* Task to complete: The records must be repeated exactly and in their entirety.

◇ ◇ ◇ ◇ ◇

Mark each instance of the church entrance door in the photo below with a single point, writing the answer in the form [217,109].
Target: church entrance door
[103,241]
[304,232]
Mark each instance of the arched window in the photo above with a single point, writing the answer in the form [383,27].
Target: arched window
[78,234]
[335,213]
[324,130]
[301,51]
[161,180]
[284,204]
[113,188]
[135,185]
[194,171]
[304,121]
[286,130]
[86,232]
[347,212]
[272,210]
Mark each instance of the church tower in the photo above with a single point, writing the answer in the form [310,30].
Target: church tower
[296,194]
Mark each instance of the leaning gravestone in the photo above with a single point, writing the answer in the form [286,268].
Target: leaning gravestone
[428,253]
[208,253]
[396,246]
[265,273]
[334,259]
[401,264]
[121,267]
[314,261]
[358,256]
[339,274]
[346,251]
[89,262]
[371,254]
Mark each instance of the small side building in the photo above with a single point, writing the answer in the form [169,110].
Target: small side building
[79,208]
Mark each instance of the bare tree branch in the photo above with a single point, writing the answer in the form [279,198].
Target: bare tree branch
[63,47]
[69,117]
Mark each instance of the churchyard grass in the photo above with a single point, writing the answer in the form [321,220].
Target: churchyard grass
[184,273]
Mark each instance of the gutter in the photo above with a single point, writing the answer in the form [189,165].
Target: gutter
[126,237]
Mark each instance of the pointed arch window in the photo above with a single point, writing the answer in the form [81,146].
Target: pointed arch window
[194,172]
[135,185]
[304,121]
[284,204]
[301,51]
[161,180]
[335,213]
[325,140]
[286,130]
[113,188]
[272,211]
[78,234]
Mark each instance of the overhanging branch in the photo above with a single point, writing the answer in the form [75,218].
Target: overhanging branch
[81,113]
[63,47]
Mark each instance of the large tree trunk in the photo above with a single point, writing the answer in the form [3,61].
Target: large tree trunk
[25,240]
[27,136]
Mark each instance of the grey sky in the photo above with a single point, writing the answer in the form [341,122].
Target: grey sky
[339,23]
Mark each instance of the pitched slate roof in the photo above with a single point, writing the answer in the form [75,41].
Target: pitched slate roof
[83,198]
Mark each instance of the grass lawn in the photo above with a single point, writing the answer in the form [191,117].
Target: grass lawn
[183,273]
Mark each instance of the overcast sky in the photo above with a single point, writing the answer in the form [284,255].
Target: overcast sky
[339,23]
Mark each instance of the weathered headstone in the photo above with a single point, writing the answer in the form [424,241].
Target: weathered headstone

◇ ◇ ◇ ◇ ◇

* Problem solution:
Mark each instance of the church entrance door in the photo below with a single point, writing the answer in the form [217,109].
Target: church entrance door
[103,241]
[304,232]
Mark each instance of the arched window in the photo above with a single point, writing the answer in the form [383,27].
Target: arched window
[78,234]
[335,213]
[324,130]
[301,51]
[161,180]
[284,204]
[113,188]
[135,185]
[194,171]
[304,121]
[286,130]
[86,232]
[347,212]
[272,210]
Mark each instance of the church tower in the photo above with a single point, writing the answer in the form [310,30].
Target: church tower
[296,194]
Mark each instance of the leaning gravestone in the photo above with a single point, writing the answer in the form [286,268].
Target: leaning gravestone
[428,253]
[208,253]
[396,246]
[265,273]
[334,259]
[401,264]
[121,267]
[314,261]
[358,256]
[339,274]
[346,251]
[89,262]
[371,254]
Mark each instance of the small side building in the photo above with a single point, writing the answer in the form [169,110].
Target: small side building
[79,208]
Mark each instance of the bare tree branch in the photo above with a single point, writing the answer in the form [279,198].
Target: bare tree branch
[63,47]
[69,117]
Mark each instance of the churchyard grass in the photo above with a single point, writing the answer in the form [321,220].
Target: churchyard grass
[184,273]
Mark each instance of the gutter in the photo above with a single point, writing the answer in the form [189,165].
Target: gutter
[126,237]
Mark each instance of the pointed arch window in the photo above with a single point, writing the answer in the form [81,146].
Target: pointed arch window
[194,172]
[135,185]
[304,121]
[284,204]
[301,51]
[161,180]
[335,213]
[325,140]
[286,130]
[113,188]
[272,211]
[78,234]
Mark each instance of the overhanging branch in the photo above with a single point, writing the answer in the form [75,218].
Target: overhanging branch
[81,113]
[63,47]
Mark each instance of the large tree trunk in the photo above with a single point, writing the answer in the form [3,61].
Target: large tree trunk
[25,240]
[27,136]
Mark each instance of the grey sky in the photo above with a single point, writing the answer in the form [341,122].
Target: grey sky
[339,23]
Mark each instance of the pitched slate roof in the photo above with a single point, writing the answer in the form [75,41].
Target: pitched slate roof
[83,198]
Mark each instance of the grass lawn in the photo above with a single point, writing the answer in the form [191,117].
Target: grass lawn
[183,273]
Mark each instance of the overcast sky in the photo above with a single point, writing the answer in the form [284,255].
Target: overcast sky
[339,23]
Mark each instance of the weathered headstone in the photo above with a single point, writing the answer in the form [424,241].
Target: weathered headstone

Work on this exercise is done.